• [REQUIREMENTS]:
A) Repeat the passage about the two paroled offenders word for word, between "The two men" and "their release destination.", inclusive.
B) Extend the passage about the two paroled offenders by writing what comes after its final sentence.

• [PASSAGE GIVEN]:
━━━━━━━━━━

The two men are Gregory Lee Vogelsang, 57, and David Allen Funston, 64, both serial child sex offenders who were housed at the California Institution for Men in Chino and both requested Fresno as their release destination.

Funston was convicted in 1999 in Sacramento County of kidnapping and molesting seven children, with his youngest victim just three years old. He lured children with candy and toys and was caught after a neighbor recorded his license plate and called police. A sentencing judge described him as "the monster parents fear the most," and he received a sentence of life with the possibility of parole plus three consecutive 25-years-to-life terms. Vogelsang was sentenced to 355 years in the 1990s for nearly 30 counts of kidnapping and sex crimes against children between the ages of 5 and 11.

Both qualified under California's Elderly Parole Program, which allows inmates 50 or older who have served at least 20 consecutive years to receive a specialized parole suitability hearing. Under current law, parole commissioners cannot deny parole based solely on the facts of the crime, a restriction critics say creates dangerous loopholes for sex offenders. The eligibility age was lowered to 50 under legislation signed by Governor Gavin Newsom.

━━━━━━━━━━

• [RECORDS]:

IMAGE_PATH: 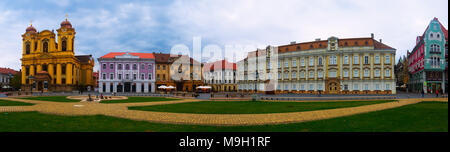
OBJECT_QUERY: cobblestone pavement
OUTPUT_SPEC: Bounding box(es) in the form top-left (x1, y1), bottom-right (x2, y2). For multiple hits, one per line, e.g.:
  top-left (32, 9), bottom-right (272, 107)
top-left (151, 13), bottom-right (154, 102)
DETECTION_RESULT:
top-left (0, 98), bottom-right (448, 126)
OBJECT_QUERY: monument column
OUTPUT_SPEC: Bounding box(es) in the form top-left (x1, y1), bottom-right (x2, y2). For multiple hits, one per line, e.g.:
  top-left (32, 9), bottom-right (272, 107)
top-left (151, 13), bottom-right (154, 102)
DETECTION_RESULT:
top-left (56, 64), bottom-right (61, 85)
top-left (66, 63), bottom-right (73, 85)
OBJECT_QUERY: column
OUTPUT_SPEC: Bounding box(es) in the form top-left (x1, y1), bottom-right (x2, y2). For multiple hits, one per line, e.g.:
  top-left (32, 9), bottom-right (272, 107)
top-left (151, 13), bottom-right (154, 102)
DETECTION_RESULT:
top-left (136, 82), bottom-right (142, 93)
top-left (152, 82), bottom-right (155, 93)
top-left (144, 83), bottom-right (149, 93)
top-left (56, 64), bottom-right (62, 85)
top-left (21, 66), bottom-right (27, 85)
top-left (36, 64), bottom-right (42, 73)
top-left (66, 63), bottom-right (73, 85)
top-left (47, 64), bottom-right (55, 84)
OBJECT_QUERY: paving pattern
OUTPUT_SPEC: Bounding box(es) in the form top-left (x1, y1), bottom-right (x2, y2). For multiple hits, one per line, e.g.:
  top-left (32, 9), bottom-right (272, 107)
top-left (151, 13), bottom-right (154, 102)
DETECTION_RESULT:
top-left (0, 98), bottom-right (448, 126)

━━━━━━━━━━

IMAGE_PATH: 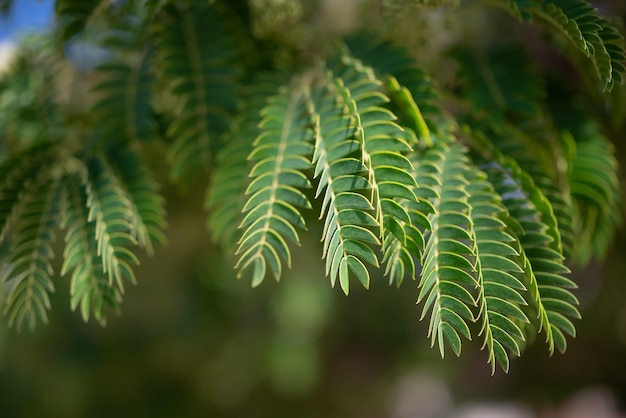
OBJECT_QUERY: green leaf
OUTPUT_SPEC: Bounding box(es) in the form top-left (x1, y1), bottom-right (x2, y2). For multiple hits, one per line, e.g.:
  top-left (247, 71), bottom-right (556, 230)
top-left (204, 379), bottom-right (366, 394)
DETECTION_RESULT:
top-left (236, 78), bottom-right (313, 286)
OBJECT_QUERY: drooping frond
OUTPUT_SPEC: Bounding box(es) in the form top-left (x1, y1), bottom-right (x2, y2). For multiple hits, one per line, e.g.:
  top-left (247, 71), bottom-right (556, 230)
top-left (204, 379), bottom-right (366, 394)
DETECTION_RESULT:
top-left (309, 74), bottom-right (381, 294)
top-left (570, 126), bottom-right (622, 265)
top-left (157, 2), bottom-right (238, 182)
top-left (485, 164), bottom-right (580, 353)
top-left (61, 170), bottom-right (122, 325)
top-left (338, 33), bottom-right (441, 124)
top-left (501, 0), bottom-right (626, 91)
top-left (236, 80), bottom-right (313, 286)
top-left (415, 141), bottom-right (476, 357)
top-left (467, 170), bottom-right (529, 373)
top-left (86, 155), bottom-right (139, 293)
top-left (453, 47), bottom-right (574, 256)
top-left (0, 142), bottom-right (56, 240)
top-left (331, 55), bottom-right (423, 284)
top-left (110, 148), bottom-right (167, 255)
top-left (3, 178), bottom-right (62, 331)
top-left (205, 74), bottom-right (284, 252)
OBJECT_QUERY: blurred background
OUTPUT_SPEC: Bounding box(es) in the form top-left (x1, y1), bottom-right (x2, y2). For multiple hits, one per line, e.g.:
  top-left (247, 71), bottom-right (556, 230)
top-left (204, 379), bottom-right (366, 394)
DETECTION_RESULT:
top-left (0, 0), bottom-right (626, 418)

━━━━━━━━━━

• [EXPECTED RESPONSES]:
A)
The two men are Gregory Lee Vogelsang, 57, and David Allen Funston, 64, both serial child sex offenders who were housed at the California Institution for Men in Chino and both requested Fresno as their release destination.

B)
The Board of Parole Hearings granted Funston parole suitability on September 24-26, 2025, despite a denial as recently as May 2022. Hearing transcripts reveal he expressed continued sexual fantasies toward children at the proceedings. Newsom referred the case back to the full board on January 9, 2026 for en banc review, but on February 18, 2026, the full panel reaffirmed the grant. On February 26, CDCR turned Funston over to local law enforcement after a warrant was issued for his arrest. His final release destination remained unclear at the time of reporting. Vogelsang was granted parole on November 4, 2025, after 27 years in prison, despite a formal risk assessment rating his likelihood of future crimes as "above average."

Fresno County District Attorney Lisa Smittcamp reacted sharply, saying "people are getting out all over the place" under the new laws. Former Sacramento County District Attorney Anne Marie Schubert, who prosecuted Funston's 1999 case, called it "the worst serial child predator case I've ever seen," adding: "We made promises to these families, to these children." Sacramento County Sheriff Jim Cooper called for the parole board's outright removal: "The parole board is letting us down; they are horrible. After this case and the Funston case, they need to be gone, period."

A Funston victim identified only as Turrina, who was 7 when he abused her, testified before the California Assembly in support of reforming the Elderly Parole Program.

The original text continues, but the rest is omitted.